■ **対象の本文**
═══

行き詰る“ポピュリズム公約”-韓国
年金一律支給できず修正
韓国で65歳以上のお年寄り全員に一律20万ウォン(約1万8000円)の年金を支給するという朴槿恵大統領の公約が修正を余儀なくされ、さまざまな波紋が広がっているが、こうした“ポピュリズム(大衆迎合主義)公約”は財源確保の見通しが立たないまま票欲しさでぶち上げたものが多く、中道左派に一部政策の軸足を移したツケが回ってきたともいえる。
(ソウル・上田勇実)
民生政策左傾化のツケ?
65歳以上の全高齢者に月20万ウォンの基礎年金を一律支給する――。これは朴大統領が語った大統領選の選挙公約だった。しかし、このほど政府は財源確保の見通しが立たないと判断してこれを断念、所得上位30%を支払い対象から除外し、残り70%も国民年金の掛け金支払いと連動させる修正案を発表した。
朴大統領は国務会議(閣議)で「全てのお年寄りに支給できない結果となり申し訳ない気持ち」と謝罪。景気が好転して税収がアップすれば元の公約通りに実行すると言っているが、野党からは「公約破棄」「詐欺だ」などという批判を浴びせられている。
公約の見直しはこれだけで収まりそうにない。来年度からの段階的導入が期待されていた高等学校無償化のほか大学授業料半額化などの公約も予算不足で縮小、あるいは実行されても遅れは避けられないという指摘が出ている。
朴大統領は昨年の大統領選で「庶民の幸福」を何度も強調し、福祉や教育、医療の拡充などを公約の目玉に掲げた。だが、その一方で専門家からは財源確保を疑問視する声も上がっていた。結果的に当選後に現実の壁にぶつかったわけだ。
朴大統領は今回、年金支給を修正しながら任期中には必ず成し遂げると再度公約まがいの発言をしているが、もし景気回復が遅れた場合、財源確保ができないまま「2度公約を破る」ことになりかねない。

═══

■ **検討するデータ**
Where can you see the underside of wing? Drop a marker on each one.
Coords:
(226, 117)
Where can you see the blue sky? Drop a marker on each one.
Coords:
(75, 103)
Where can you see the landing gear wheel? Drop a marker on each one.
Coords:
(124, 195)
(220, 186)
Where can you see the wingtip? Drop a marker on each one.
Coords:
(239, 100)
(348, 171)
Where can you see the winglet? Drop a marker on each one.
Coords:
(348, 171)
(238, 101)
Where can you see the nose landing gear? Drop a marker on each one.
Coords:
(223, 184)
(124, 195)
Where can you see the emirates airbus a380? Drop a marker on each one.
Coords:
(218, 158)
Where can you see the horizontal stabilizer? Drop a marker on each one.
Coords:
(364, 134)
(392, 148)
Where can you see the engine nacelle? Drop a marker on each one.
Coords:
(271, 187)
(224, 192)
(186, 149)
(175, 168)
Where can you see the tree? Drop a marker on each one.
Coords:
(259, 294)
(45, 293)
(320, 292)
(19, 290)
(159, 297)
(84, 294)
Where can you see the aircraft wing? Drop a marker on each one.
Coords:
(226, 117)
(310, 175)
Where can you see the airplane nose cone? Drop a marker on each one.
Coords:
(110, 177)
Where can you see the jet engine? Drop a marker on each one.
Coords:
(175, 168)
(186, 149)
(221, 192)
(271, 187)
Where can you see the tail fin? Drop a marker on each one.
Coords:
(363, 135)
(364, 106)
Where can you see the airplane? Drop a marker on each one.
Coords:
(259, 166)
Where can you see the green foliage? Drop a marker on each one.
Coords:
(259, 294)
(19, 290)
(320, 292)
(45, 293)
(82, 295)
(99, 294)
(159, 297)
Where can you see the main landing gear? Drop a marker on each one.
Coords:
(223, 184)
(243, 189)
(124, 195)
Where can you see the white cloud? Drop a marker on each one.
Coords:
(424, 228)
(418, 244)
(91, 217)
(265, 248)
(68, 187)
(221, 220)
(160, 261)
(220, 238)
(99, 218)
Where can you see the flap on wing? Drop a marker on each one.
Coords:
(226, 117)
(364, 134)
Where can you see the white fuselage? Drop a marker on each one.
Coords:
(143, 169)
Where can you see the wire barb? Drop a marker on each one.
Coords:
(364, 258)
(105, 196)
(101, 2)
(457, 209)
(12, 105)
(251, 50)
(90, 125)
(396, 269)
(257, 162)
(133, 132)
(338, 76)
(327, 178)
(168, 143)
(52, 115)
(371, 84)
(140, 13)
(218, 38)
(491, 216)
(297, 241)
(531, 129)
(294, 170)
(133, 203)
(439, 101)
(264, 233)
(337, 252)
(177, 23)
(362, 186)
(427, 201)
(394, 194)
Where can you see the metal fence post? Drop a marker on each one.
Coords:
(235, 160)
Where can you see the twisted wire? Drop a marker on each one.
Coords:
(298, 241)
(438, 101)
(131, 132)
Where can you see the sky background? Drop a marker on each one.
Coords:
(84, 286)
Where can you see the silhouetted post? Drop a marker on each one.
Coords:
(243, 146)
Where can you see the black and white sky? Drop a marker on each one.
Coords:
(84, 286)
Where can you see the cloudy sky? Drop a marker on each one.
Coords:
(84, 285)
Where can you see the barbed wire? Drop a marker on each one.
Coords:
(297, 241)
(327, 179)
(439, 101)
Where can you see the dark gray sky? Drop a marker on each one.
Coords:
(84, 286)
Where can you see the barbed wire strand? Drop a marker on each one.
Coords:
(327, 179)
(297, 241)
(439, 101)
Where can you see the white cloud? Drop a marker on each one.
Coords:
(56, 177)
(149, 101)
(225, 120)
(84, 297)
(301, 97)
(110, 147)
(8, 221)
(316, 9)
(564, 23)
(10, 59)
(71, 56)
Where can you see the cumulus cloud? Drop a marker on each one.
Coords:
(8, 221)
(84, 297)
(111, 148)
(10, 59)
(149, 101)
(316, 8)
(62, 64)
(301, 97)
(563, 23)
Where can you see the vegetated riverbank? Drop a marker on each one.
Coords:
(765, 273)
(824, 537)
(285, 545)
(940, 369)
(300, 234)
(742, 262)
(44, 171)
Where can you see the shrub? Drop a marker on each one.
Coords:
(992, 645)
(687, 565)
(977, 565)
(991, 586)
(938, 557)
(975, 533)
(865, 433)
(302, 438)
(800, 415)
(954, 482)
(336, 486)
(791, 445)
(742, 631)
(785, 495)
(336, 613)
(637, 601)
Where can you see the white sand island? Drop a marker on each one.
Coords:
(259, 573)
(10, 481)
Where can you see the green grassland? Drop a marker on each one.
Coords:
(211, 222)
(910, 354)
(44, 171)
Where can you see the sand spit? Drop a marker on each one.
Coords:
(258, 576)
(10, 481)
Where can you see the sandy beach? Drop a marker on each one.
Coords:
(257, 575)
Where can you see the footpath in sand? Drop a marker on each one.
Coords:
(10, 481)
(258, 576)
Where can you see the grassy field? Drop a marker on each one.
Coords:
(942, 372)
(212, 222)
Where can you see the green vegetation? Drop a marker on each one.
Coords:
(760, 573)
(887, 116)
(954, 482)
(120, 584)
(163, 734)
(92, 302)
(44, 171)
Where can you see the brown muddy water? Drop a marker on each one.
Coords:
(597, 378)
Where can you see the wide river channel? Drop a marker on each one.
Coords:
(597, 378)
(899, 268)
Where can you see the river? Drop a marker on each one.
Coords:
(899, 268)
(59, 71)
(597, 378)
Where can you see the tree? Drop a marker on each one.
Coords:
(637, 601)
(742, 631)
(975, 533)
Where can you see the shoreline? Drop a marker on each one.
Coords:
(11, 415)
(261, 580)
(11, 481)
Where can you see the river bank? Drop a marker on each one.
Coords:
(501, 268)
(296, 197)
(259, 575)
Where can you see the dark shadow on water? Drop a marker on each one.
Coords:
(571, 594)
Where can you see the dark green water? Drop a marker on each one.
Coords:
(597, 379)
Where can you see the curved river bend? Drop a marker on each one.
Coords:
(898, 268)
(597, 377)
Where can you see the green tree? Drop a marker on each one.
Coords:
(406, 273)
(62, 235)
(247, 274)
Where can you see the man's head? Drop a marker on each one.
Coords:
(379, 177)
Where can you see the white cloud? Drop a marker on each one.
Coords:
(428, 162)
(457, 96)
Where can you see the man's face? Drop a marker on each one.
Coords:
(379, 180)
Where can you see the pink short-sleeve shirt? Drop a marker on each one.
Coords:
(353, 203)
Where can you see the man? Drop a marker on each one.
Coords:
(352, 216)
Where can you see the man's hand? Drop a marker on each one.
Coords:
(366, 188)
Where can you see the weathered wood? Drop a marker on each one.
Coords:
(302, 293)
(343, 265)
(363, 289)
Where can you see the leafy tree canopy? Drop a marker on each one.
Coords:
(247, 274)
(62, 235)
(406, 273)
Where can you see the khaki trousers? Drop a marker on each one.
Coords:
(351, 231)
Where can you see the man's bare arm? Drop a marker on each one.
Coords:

═══

■ **課題一覧**
A – 韓国の年金公約の記事によると、政府の修正案で基礎年金の支払い対象から除外されたのはどの層か。
B – 韓国の年金公約の記事の続きを、最後の段落の後から書け。

■ **課題ごとの結果**
A – 所得上位30%の層である。

B –
朴大統領はかつて父、朴正熙元大統領が成し得なかった夢として「福祉国家建設」を語ったことがあり、福祉は持論とも言えるが、それはあくまで保守政治家としての青写真だったはず。ところが、昨年の大統領選では福祉をはじめ民生分野の政策で中道左派路線に軸足を移した。これがもともとこの分野に強かった野党のお株を奪うかたちとなり、選挙戦略の面では勝った。
だが、これらを支える財源確保の見通しがどこまで綿密だったかは定かでない。朴大統領としては、中道左派路線を選んだツケが任期1年目に早くも回ってくるとは予想し得なかったかもしれない。
韓国は近年、学校給食や保育園料などを国や自治体が全額負担する「無償化ブーム」が広がっていたが、最近になって財源不足から縮小・放棄宣言するところも出始めている。これも選挙に勝つための政治家たちの方便だった可能性がある。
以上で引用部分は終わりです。